> **Records for this exercise**:

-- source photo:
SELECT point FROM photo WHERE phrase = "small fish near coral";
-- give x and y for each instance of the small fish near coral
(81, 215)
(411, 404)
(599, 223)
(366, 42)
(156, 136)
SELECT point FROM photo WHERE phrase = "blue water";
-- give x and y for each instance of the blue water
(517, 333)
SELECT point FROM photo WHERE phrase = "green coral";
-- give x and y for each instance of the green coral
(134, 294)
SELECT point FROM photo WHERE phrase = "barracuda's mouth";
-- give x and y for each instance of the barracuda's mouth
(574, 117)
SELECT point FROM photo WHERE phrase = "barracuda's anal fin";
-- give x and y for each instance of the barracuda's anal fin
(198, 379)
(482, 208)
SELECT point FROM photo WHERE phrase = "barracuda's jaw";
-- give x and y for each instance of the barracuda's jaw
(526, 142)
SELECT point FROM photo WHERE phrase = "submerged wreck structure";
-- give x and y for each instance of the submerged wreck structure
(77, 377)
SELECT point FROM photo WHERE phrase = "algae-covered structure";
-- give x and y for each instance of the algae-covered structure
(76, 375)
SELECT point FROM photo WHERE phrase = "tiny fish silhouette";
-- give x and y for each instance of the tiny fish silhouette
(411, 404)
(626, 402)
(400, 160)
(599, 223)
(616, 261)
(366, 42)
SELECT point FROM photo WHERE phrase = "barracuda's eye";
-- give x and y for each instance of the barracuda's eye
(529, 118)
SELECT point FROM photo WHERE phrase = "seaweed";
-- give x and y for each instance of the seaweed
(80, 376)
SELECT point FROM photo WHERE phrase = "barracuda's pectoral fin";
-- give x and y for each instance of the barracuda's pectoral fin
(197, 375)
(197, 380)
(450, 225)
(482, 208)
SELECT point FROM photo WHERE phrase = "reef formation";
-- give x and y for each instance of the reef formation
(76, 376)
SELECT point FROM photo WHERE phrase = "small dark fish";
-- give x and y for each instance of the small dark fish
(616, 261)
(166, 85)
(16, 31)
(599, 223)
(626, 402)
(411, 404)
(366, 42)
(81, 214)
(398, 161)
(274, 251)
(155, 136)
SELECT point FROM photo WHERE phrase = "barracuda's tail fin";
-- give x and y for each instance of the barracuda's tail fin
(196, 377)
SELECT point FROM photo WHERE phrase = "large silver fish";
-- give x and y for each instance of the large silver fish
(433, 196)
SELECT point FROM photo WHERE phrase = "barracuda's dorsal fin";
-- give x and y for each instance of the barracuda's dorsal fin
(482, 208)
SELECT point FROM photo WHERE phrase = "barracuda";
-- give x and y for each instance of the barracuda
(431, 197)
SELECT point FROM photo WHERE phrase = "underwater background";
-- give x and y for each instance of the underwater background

> **Requirement**: Transcribe each of the records above exactly.

> **Expected answer**:
-- source photo:
SELECT point FROM photo WHERE phrase = "small fish near coral";
-- give x and y for each instance of the small fish near coral
(81, 215)
(411, 404)
(599, 223)
(366, 42)
(156, 136)
SELECT point FROM photo WHERE phrase = "blue water";
-- give x and y for each instance of the blue water
(517, 333)
SELECT point FROM photo WHERE phrase = "green coral";
-- give x and y for each instance of the green coral
(134, 294)
SELECT point FROM photo WHERE phrase = "barracuda's mouth";
-- give x and y for each instance of the barracuda's mouth
(574, 117)
SELECT point FROM photo WHERE phrase = "barracuda's anal fin";
-- give x and y for each instance of the barracuda's anal fin
(198, 379)
(482, 208)
SELECT point FROM photo WHERE phrase = "barracuda's jaw";
-- give x and y for each instance of the barracuda's jaw
(526, 142)
SELECT point FROM photo WHERE phrase = "submerged wreck structure";
-- give x and y for each instance of the submerged wreck structure
(77, 377)
SELECT point FROM photo WHERE phrase = "algae-covered structure";
-- give x and y for each instance of the algae-covered structure
(76, 375)
SELECT point FROM photo WHERE phrase = "tiny fish silhouette";
-- give x and y for each instance of the tiny fish silhouette
(411, 404)
(626, 402)
(400, 160)
(599, 223)
(616, 261)
(366, 42)
SELECT point FROM photo WHERE phrase = "barracuda's eye";
-- give x and y for each instance of the barracuda's eye
(529, 118)
SELECT point FROM photo WHERE phrase = "seaweed";
-- give x and y for each instance of the seaweed
(80, 376)
SELECT point FROM photo WHERE phrase = "barracuda's pectoral fin";
-- give x and y for each instance of the barracuda's pectoral fin
(197, 375)
(197, 380)
(450, 225)
(482, 208)
SELECT point FROM photo WHERE phrase = "reef formation";
-- give x and y for each instance of the reef formation
(76, 376)
SELECT point FROM photo WHERE phrase = "small dark fish";
-- give x and y for each instance of the small dark fish
(616, 261)
(166, 85)
(16, 31)
(599, 223)
(626, 402)
(411, 404)
(366, 42)
(81, 214)
(398, 161)
(274, 251)
(155, 136)
SELECT point FROM photo WHERE phrase = "barracuda's tail fin";
-- give x and y for each instance of the barracuda's tail fin
(196, 377)
SELECT point FROM photo WHERE phrase = "large silver fish";
-- give x and y for each instance of the large silver fish
(433, 196)
SELECT point FROM photo WHERE phrase = "barracuda's dorsal fin";
-- give x and y for each instance of the barracuda's dorsal fin
(482, 208)
SELECT point FROM photo WHERE phrase = "barracuda";
-- give x and y for each instance of the barracuda
(431, 197)
SELECT point FROM photo WHERE phrase = "underwater background";
-- give x and y for each instance of the underwater background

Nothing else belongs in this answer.